Problem details: Isolate every line in the data with the string "lawn" and copy it.

Records to use:

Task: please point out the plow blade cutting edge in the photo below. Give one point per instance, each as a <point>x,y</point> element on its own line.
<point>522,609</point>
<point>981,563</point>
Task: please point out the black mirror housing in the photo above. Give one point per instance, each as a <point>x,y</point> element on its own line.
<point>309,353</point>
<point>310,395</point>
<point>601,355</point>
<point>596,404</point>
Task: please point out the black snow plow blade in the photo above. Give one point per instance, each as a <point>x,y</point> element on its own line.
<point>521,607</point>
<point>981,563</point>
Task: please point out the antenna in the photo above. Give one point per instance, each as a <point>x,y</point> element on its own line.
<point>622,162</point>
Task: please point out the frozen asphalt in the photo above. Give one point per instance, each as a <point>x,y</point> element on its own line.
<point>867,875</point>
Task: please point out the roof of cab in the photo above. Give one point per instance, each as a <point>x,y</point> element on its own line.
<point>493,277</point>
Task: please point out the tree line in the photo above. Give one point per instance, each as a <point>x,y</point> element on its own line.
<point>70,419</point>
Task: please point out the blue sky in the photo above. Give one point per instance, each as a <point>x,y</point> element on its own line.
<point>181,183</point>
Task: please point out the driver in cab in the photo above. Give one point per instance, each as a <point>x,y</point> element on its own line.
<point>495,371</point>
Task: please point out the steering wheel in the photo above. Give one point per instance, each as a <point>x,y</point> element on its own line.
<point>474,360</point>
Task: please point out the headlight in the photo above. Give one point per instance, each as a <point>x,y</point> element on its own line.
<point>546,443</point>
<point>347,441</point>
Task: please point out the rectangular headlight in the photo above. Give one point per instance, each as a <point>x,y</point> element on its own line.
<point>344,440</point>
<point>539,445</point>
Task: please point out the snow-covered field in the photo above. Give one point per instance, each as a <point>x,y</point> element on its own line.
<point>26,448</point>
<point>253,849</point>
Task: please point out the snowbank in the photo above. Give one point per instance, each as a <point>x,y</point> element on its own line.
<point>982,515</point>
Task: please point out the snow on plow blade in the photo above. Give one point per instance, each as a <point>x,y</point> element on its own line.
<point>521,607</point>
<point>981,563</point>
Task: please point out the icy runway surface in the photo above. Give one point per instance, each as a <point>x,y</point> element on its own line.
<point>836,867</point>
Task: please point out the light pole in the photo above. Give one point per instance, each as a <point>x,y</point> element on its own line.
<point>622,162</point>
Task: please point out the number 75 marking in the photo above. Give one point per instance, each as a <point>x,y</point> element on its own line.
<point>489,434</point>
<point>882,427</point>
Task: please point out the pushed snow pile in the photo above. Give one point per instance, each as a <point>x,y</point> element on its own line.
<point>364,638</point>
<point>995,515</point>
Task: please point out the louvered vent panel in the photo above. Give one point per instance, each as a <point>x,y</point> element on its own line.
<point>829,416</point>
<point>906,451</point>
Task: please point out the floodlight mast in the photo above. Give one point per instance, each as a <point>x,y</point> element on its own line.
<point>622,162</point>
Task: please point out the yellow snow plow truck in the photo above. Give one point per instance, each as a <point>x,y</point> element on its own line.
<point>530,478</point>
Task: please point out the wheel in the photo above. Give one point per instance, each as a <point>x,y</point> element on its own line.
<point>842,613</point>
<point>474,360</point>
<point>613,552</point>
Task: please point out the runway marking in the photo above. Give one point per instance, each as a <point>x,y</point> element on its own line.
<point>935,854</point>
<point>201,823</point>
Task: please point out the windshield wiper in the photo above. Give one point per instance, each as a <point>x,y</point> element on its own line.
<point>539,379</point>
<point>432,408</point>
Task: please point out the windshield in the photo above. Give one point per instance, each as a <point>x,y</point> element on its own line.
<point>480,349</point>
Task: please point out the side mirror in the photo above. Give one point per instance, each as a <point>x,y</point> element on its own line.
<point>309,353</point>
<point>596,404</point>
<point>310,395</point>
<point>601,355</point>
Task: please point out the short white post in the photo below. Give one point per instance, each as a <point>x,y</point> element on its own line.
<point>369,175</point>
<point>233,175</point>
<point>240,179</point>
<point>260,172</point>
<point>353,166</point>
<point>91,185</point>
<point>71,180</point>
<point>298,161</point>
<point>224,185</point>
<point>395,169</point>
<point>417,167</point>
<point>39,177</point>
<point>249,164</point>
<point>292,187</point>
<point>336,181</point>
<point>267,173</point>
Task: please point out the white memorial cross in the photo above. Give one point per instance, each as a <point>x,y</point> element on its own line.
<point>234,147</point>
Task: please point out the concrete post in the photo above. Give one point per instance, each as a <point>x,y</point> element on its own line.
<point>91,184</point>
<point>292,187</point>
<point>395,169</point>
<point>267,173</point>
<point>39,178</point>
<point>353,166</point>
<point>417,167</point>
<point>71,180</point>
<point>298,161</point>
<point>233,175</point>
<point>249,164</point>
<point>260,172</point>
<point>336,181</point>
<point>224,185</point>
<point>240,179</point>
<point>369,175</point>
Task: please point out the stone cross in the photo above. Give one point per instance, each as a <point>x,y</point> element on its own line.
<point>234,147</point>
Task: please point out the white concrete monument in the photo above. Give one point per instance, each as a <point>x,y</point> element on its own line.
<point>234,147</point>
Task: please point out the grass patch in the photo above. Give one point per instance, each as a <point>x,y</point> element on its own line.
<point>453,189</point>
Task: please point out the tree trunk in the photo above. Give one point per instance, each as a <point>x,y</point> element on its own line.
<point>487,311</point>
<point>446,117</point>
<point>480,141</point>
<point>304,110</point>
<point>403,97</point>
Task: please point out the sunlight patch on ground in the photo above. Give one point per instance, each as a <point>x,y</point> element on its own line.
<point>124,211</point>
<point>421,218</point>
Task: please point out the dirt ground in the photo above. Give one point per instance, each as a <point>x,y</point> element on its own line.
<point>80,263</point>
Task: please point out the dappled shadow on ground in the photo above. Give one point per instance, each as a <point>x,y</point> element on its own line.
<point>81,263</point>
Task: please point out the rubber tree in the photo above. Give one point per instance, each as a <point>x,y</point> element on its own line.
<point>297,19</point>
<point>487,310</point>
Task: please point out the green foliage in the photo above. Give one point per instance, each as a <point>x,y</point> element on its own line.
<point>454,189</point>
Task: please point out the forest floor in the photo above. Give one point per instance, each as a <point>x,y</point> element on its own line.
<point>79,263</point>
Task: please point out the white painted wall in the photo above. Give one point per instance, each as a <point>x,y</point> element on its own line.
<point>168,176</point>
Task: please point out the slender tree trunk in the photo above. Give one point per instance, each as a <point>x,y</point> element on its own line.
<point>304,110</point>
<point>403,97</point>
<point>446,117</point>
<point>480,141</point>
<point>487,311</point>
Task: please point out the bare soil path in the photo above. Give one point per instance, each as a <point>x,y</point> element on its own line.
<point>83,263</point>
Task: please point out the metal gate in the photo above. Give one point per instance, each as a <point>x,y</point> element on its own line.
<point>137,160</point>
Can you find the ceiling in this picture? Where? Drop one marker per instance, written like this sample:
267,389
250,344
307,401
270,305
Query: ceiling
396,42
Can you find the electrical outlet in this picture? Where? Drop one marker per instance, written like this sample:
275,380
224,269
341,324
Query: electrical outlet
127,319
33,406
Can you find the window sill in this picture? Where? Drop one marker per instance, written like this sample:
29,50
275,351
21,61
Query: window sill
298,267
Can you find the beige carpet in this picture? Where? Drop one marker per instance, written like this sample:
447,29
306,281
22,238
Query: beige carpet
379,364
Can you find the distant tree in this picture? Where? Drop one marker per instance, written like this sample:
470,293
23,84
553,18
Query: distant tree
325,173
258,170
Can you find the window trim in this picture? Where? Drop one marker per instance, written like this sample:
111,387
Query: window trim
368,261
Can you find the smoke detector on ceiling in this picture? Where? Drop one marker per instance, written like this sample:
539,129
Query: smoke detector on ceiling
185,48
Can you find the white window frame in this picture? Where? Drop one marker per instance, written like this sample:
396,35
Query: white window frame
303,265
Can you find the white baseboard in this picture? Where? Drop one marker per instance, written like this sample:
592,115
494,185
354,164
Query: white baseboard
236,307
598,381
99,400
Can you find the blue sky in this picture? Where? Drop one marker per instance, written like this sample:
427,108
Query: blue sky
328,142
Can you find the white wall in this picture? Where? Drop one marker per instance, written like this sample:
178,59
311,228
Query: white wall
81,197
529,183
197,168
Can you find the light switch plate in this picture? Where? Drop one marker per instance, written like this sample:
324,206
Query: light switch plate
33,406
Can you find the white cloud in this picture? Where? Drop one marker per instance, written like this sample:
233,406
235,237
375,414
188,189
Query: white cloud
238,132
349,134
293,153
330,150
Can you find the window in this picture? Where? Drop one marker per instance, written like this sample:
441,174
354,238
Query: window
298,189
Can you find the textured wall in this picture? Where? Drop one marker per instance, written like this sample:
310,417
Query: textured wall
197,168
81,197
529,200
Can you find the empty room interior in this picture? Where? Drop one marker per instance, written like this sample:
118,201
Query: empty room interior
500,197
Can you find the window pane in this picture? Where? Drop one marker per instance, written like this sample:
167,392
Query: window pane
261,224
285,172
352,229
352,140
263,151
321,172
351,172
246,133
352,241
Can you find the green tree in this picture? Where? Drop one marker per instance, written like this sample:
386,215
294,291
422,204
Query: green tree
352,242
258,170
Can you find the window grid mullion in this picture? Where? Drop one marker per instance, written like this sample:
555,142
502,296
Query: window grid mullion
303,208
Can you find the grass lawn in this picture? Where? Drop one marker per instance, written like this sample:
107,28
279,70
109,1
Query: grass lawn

Output below:
Can you find the grass lawn in this picture? Where? Drop one marker per instance, written like this sample:
Query: grass lawn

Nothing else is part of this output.